#### TEXT UNDER STUDY

Monday, April 20, 2020

NO NO-BOND JAIL RELEASES

Federal judge denies Harris County pretrial bond relief

Associated Press
April 15, 2020

HOUSTON — A federal judge has reluctantly denied a motion to allow Harris County judges to release some county jail inmates on no-cost bonds as officials try to reduce jail populations because social distancing is nearly impossible behind bars.

Attorneys for inmates had wanted relief from an executive order by Gov. Greg Abbott that prevented state and county judges from releasing people accused or previously convicted of violent crimes on no-cost bonds. The attorneys said they want to lower the jail population to protect inmates and staff during the coronavirus outbreak emergency, calling it “a matter of life and death.”

U.S. District Judge Lee Rosenthal clearly wrestled with the case.

"There is no good, clearly safe, constitutionally, and jurisdictionally right solution to many of the short-term problems and disagreements the pandemic has made so acute," she wrote in a 29-page opinion filed Tuesday in Houston.

However, the Texas Supreme Court had already overturned a state district judge's ruling restraining parts of the governor’s order dealing with pretrial bonds. That ruling came in a separate lawsuit filed by Harris County misdemeanor court judges and civil rights attorneys.

“And when, as here, these disagreements appear to have been somewhat resolved, at least to the extent necessary to achieve a workable, voluntary process for the safe release of appropriate pretrial, not convicted, arrestees within the present pandemic constraints, that is a powerful reason for a federal court to decline to intervene through the blunt instrument of a temporary restraining order,” Rosenthal ruled.

She ordered all interested parties to give her twice-weekly updates on: the size of the pretrial felony inmate population of the jail; the number of them released on personal recognizance bonds; those whose release has been challenged by the district attorney; how long formalized bond hearings were being delayed for those requesting them; and the number of inmates testing positive for COVID-19, the illness caused by the novel coronavirus, and the number for whom test results were pending.

Rosenthal indicated that she may reconsider her order later.

For most people, the new coronavirus causes mild or moderate symptoms, such as fever and cough that clear up in two to three weeks. For some, especially older adults and people with existing health problems, it can cause more severe illness, including pneumonia and death.

As of Wednesday afternoon, 15,904 of the 151,810 people tested in Texas have the virus. Of those, 1,538 are hospitalized, and 375 have died, according to the Center for Systems Science and Engineering at Johns Hopkins University.

########
#### INFORMATION

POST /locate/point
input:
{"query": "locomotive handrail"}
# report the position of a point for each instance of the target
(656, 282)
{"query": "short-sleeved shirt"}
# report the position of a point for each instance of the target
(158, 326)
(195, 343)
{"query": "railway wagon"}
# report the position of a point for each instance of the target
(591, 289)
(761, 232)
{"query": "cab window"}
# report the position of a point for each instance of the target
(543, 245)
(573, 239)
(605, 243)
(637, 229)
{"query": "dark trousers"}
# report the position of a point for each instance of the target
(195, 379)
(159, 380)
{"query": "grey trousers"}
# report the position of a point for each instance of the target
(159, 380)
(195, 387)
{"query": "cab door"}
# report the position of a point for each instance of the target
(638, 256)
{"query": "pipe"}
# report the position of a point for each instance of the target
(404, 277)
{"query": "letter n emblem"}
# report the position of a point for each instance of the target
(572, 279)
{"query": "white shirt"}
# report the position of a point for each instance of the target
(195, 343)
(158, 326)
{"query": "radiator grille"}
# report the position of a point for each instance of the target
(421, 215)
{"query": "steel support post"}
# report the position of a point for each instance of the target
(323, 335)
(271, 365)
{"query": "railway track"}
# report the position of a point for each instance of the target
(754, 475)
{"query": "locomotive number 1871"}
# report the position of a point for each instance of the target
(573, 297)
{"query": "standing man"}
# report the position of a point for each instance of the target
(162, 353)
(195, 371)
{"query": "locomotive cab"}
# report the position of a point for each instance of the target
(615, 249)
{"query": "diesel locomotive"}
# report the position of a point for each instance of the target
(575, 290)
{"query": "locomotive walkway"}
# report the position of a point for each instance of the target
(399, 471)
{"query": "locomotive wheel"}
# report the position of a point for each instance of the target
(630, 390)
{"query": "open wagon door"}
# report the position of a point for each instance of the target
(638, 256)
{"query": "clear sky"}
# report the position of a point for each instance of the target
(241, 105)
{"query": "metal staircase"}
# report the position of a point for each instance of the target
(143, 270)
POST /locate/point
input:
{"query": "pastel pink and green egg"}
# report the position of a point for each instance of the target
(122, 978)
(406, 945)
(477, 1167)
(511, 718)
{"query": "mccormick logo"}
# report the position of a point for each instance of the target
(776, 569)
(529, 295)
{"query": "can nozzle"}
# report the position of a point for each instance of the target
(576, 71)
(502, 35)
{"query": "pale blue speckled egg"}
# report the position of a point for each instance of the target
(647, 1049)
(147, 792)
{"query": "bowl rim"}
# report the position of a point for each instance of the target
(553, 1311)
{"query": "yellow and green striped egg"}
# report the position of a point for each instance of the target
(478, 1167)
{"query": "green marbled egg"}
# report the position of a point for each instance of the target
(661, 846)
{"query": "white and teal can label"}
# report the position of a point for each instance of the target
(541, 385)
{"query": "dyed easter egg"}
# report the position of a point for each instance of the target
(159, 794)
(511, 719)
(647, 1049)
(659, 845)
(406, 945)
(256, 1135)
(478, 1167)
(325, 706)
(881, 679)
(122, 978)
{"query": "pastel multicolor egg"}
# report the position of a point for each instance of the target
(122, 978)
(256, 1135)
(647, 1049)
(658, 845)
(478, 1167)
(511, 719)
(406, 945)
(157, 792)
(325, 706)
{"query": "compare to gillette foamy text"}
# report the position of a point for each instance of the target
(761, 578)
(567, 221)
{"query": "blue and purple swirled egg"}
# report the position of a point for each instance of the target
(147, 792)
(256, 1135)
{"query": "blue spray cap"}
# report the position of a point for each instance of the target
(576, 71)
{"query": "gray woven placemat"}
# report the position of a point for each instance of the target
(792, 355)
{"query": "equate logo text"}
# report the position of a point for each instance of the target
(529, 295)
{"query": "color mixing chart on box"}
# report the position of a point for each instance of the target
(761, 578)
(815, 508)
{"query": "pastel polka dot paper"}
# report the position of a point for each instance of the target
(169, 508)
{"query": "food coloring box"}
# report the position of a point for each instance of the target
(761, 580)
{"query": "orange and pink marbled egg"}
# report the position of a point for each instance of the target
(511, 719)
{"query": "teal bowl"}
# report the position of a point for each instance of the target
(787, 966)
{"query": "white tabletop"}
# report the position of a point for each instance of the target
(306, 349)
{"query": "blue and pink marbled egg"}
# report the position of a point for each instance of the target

########

**INSTRUCTIONS TO FOLLOW:**
In the news article about Harris County pretrial bonds, which court had already overturned a state district judge's ruling that restrained parts of the governor's order on pretrial bonds?

**SOLUTION:**
The Texas Supreme Court